SOURCE ::

○ ○ ○ ○ ○

= Group Kyushu =

Group Kyūshū (九州派, Kyūshū-ha, also translated as "Kyūshū School") is an avant-garde art collective, formed in 1957 in the city of Fukuoka (Kyūshū Island) and active until the late 1960s. The group, whose composition fluctuated over time, had about 20 members that participated in several exhibitions in Fukuoka and Tokyo, produced a journal (Kyūshū-ha) relating their activity and their ambition and organized multiple performances and exhibitions in Fukuoka. Most of the members had no art education and located far from the nerve center of contemporary art that was Tokyo, therefore their local anchoring was intended to make the social institution of art more stable in Fukuoka and expand the art-practicing population. Kyūshū-ha aspired to repudiate modernism and reinterpret art. In its embrace of seikatsu-sha, or ordinary people who honestly live their everyday lives (seikatsu), it sought, as a collective, to create a dynamic movement (undō) that combined artistic and social innovation. This social ambition is representative of the social and political climate of the time and the birth of the labor union movement that was particularly vivid in the Fukuoka area (as shown by the Mitsui-Miike coalmine dispute in 1960), in which some members of the group participated. Stylistically, the artists of Kyūshū-ha experienced the shock of the gestural Art Informel in 1956–57, and toward and into the 1960s they shifted from expressionistic Informel painting to objet-based three-dimensional works that incorporated readymade everyday objects (with their trademark being tar). Their aesthetic, violent even nihilistic works, as well as their iconoclastic theoretical ambition brings them in line with the Anti-Art movement (Han-geijutsu), having notably exhibited in Yomiuri Independent, a hotbed of this trend. Despite their attempt to broaden their visibility, notably by emphasizing their regional and decentralized ambitions, the group never received the popular attention they had hoped for. Similarly, despite some critical attention, the uneven and unprofessional nature of their practices prevented them from founding a sustainable movement. Their first major experimentation with Happenings failed in 1962, and the group soon lost its collective unity, leading to the group's dissolution in the late 1960s.

== Members ==
Group Kyūshū's membership fluctuated a lot over the years, generally averaged twenty or so members. A membership list was published in each issue of its journal Kyūshū-ha, up through volume 5 (1961).

Takami Sakurai, Osamu Ochi, Mamoru Matano and Yasuyuki Ishibashi were key founding members who participated in the Persona exhibition (Perusona-ten), an outdoor exhibition along the outer wall of the Fukuoka prefectural offices that took place in November 1956.

○ ○ ○ ○ ○

EXTRACTED MATERIAL ::
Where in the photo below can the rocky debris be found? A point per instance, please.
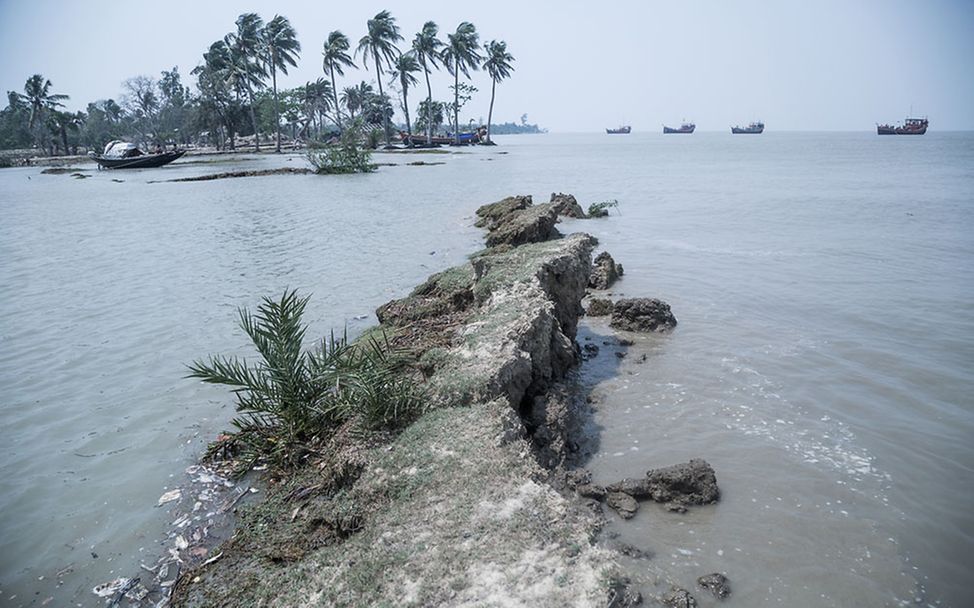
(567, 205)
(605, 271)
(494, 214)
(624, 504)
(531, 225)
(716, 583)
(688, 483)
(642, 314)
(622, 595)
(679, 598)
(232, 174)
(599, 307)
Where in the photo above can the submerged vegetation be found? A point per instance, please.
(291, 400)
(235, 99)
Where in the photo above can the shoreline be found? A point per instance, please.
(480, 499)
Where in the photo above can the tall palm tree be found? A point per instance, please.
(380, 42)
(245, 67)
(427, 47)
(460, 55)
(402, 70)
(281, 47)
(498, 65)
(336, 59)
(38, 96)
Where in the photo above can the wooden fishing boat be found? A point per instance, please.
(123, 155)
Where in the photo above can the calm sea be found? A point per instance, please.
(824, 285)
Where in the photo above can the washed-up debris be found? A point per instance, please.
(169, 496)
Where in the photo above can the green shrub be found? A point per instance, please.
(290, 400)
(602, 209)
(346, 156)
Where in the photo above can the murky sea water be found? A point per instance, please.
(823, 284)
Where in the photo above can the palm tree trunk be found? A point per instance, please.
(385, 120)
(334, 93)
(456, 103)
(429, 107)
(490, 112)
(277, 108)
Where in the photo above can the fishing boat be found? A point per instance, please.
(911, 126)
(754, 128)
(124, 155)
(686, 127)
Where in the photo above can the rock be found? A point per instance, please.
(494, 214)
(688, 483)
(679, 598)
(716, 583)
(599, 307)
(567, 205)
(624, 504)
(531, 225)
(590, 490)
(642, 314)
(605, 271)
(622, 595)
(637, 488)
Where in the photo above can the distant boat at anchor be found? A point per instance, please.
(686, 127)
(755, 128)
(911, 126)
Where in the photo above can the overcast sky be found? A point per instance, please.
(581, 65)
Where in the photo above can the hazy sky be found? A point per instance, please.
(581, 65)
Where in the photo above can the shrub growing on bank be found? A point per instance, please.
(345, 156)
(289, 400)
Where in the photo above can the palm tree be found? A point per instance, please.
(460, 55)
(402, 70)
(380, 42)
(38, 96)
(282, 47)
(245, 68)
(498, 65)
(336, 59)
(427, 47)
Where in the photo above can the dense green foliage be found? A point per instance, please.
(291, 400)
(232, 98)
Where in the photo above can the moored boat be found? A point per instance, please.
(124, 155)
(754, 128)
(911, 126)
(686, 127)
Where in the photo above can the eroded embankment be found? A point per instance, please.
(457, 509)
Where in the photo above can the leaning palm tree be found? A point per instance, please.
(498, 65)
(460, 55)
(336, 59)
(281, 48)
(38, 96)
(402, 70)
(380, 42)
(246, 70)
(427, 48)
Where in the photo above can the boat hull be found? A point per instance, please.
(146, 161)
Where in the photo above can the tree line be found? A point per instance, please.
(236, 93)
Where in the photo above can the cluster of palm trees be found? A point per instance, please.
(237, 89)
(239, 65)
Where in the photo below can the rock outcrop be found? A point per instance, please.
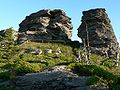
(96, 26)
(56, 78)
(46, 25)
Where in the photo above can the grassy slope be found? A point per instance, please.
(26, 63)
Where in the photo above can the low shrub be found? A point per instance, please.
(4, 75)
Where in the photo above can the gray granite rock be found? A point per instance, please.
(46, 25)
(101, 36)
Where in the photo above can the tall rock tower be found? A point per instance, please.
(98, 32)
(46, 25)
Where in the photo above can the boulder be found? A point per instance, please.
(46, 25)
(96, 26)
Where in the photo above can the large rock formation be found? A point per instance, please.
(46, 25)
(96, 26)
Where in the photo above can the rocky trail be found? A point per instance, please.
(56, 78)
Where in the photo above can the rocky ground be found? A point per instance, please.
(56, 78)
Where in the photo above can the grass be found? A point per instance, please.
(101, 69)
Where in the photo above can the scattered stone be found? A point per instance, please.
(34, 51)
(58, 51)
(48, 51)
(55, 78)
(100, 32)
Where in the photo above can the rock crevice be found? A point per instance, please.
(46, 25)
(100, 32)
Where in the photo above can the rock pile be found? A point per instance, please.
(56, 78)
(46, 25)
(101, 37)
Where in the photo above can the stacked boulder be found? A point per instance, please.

○ ○ ○ ○ ○

WHAT THIS EXERCISE ASKS ::
1 – Reproduce a passage from the Group Kyushu text word for word, starting with "Takami Sakurai, Osamu" and going on through "in November 1956.".
2 – Answer these from the Group Kyushu text:
(a) In what year and in which city was the group formed?
(b) Up through which volume of its journal was a membership list published?
(c) When did the Persona exhibition take place?
The rows aren't needed here.

ANSWERS FOR THE EXERCISE ::
1 –
Takami Sakurai, Osamu Ochi, Mamoru Matano and Yasuyuki Ishibashi were key founding members who participated in the Persona exhibition (Perusona-ten), an outdoor exhibition along the outer wall of the Fukuoka prefectural offices that took place in November 1956.

2 –
(a) 1957, in Fukuoka
(b) Volume 5 (1961)
(c) November 1956